▶ Consignes à suivre:
[1] Restituez sans modification le passage du texte sur la liberté syndicale qui commence aux mots « 2. 178. Premièrement, pour » et s'arrête après les mots « 1, paragr. 33.) ».
[2] Dans le texte sur la liberté syndicale, traduisez en anglais la phrase suivante : « L'organisation plaignante avance qu'il s'agit d'une ingérence illégale dans les activités syndicales et les biens syndicaux. »

▶ Texte à lire:
========================

C. Conclusions du comité

C. Conclusions du comité
  1. 177. Le comité note que les allégations de violation de la liberté syndicale sont liées dans le cas présent à la promulgation récente de la loi sur les associations qui prévoit la répartition par le gouvernement des biens immobiliers entre les syndicats si ceux-ci ne parviennent pas à un accord. L'organisation plaignante avance qu'il s'agit d'une ingérence illégale dans les activités syndicales et les biens syndicaux.
  2. 178. Premièrement, pour ce qui est de la remarque du gouvernement qui indiquait que, la Cour constitutionnelle étant saisie de la question, il ne veut pas préjuger de la décision, le comité rappelle que, si le recours à la procédure judiciaire interne, quel qu'en soit le résultat, constitue un élément qui doit certes être pris en considération, le comité a toujours estimé, étant donné la nature de ses responsabilités, que sa compétence pour examiner les allégations n'est pas subordonnée à l'épuisement des procédures nationales de recours. (Voir Recueil de décisions et de principes du Comité de la liberté syndicale du Conseil d'administration du BIT, quatrième édition, 1996, annexe 1, paragr. 33.)
  3. 179. Quant au fond du cas, le comité note que, d'après l'organisation plaignante, cette affaire concerne des biens immobiliers qui appartenaient aux syndicats avant la deuxième guerre mondiale. Ils sont par la suite devenus propriété sociale, les syndicats enregistrés comme organisations sociales ayant sur ces biens un droit d'utilisation et de disposition mais non de propriété. La répartition et la propriété de ces biens sont maintenant régies par la loi sur les associations qui prévoit que les syndicats devront parvenir à un accord dans un délai de six mois, faute de quoi ces biens immobiliers deviendront propriété de la République de Croatie. Dans cette éventualité, la législation prévoit que le Parlement devra définir des critères de répartition et que le gouvernement sera alors chargé de transférer la propriété des biens aux syndicats dans un délai d'un an.

========================

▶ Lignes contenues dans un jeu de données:

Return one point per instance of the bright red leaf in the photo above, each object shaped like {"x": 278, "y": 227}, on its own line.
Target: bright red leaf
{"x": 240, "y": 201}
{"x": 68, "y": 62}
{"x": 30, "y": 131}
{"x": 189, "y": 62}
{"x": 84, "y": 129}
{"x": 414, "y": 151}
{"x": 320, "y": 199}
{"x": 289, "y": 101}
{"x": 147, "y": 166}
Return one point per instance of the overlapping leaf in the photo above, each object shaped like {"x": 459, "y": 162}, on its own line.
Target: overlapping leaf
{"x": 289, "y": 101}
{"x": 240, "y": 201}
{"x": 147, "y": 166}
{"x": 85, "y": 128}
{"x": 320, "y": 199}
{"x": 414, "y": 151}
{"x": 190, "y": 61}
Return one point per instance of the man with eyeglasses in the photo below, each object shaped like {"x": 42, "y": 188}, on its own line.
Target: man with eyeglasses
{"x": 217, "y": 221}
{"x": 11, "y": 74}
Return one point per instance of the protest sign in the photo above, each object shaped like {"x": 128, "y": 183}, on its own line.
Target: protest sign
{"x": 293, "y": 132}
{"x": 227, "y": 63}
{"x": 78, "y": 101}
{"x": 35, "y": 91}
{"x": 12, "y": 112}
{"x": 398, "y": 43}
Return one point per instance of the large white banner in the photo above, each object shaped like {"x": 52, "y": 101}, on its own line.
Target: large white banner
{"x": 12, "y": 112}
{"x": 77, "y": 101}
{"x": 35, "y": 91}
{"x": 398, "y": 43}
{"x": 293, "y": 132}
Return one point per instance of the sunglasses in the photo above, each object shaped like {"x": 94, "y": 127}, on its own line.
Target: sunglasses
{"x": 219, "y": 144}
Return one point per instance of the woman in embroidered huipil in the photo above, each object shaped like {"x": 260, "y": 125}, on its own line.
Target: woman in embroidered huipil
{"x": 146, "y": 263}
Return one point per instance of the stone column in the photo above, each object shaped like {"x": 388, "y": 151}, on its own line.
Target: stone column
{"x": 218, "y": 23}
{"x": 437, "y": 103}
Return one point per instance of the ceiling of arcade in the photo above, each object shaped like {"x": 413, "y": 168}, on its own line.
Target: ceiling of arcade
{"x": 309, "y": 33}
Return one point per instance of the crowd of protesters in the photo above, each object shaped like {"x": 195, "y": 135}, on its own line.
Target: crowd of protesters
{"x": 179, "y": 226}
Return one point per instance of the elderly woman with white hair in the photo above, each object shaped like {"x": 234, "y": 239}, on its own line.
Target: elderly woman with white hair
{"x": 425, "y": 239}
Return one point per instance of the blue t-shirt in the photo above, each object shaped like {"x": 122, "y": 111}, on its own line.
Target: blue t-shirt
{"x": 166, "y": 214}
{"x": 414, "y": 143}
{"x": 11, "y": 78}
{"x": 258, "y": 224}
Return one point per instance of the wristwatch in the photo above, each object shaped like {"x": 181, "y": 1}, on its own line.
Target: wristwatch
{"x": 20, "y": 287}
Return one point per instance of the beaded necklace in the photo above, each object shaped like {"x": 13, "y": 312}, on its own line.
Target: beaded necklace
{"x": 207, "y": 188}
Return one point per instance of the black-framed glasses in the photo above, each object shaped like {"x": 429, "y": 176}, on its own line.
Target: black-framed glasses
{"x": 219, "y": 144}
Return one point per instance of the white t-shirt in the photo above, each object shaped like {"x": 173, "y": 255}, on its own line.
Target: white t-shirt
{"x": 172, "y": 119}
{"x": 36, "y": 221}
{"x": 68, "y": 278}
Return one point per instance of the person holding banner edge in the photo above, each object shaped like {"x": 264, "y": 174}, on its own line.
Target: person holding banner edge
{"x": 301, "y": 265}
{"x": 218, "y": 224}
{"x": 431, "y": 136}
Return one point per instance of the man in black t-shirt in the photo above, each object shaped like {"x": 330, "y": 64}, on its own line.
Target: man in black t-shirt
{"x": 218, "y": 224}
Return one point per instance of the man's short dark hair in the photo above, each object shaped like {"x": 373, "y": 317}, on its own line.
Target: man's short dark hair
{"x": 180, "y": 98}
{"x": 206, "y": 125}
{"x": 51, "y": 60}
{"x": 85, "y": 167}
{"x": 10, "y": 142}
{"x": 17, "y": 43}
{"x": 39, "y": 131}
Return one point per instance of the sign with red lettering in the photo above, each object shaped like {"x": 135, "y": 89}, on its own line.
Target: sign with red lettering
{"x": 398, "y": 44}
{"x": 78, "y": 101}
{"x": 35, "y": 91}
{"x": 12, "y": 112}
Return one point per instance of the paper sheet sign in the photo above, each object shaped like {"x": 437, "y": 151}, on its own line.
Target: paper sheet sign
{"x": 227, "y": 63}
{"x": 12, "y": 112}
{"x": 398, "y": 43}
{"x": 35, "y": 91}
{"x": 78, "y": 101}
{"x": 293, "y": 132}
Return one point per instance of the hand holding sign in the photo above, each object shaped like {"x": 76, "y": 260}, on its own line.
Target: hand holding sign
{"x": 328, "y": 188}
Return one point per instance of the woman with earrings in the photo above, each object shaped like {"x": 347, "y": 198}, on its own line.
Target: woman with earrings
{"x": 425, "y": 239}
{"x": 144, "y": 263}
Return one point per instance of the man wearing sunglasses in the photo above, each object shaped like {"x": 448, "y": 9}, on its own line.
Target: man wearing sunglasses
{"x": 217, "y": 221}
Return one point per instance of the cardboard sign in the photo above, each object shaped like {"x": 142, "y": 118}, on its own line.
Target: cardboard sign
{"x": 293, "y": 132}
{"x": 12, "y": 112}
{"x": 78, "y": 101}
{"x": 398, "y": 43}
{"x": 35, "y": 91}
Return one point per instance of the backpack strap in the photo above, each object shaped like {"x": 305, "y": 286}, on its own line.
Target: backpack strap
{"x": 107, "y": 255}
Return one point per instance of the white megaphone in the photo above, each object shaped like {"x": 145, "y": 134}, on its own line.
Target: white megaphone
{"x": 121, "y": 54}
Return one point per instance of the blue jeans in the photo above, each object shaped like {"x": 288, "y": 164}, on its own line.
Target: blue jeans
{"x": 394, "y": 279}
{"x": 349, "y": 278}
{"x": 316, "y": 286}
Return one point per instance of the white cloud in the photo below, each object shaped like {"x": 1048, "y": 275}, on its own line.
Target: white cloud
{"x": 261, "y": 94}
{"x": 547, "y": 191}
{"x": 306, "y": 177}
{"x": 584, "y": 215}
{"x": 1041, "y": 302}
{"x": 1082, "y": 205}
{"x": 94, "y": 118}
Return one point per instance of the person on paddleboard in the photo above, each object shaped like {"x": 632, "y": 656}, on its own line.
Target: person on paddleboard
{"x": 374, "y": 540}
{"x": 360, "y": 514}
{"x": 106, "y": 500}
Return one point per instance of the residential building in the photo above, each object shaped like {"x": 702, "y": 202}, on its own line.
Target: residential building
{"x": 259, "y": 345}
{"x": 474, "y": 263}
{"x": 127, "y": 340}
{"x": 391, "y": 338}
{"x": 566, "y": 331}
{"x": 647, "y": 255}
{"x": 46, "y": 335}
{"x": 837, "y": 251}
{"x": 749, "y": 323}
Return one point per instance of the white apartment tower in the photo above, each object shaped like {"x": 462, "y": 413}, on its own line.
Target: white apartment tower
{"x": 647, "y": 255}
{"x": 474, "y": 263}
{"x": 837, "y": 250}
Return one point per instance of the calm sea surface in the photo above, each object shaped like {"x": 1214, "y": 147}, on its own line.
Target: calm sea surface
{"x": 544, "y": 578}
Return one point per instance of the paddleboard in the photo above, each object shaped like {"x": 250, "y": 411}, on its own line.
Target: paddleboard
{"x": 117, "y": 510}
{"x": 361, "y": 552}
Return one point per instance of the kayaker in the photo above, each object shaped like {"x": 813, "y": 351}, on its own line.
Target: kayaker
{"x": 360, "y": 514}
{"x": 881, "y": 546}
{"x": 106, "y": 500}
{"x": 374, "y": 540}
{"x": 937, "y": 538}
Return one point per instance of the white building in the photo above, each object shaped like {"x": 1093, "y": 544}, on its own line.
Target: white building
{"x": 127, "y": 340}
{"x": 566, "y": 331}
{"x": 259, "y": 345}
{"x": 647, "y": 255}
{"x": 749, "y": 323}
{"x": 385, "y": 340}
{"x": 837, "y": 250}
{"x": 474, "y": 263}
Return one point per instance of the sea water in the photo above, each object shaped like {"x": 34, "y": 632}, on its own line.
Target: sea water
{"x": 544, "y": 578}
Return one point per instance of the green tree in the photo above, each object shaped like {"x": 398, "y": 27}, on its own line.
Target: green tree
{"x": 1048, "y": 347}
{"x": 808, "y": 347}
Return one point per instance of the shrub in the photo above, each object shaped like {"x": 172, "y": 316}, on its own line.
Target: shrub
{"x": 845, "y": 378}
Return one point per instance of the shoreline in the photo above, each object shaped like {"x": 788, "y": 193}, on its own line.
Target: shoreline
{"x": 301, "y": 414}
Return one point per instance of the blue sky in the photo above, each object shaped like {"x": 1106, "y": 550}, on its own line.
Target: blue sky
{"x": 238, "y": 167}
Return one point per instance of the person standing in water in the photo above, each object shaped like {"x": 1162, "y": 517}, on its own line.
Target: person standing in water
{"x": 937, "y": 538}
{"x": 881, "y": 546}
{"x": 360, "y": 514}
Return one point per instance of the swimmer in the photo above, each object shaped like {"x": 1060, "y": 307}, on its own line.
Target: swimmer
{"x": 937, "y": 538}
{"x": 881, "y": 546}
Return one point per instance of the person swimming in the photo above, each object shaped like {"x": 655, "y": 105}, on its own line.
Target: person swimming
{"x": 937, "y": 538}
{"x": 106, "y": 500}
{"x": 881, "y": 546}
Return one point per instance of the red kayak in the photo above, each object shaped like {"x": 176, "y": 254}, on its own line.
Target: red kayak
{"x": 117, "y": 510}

========================

▶ Solutions par tâche:
[1]
2. 178. Premièrement, pour ce qui est de la remarque du gouvernement qui indiquait que, la Cour constitutionnelle étant saisie de la question, il ne veut pas préjuger de la décision, le comité rappelle que, si le recours à la procédure judiciaire interne, quel qu'en soit le résultat, constitue un élément qui doit certes être pris en considération, le comité a toujours estimé, étant donné la nature de ses responsabilités, que sa compétence pour examiner les allégations n'est pas subordonnée à l'épuisement des procédures nationales de recours. (Voir Recueil de décisions et de principes du Comité de la liberté syndicale du Conseil d'administration du BIT, quatrième édition, 1996, annexe 1, paragr. 33.)

[2] The complainant organization argues that this constitutes unlawful interference in trade union activities and trade union property.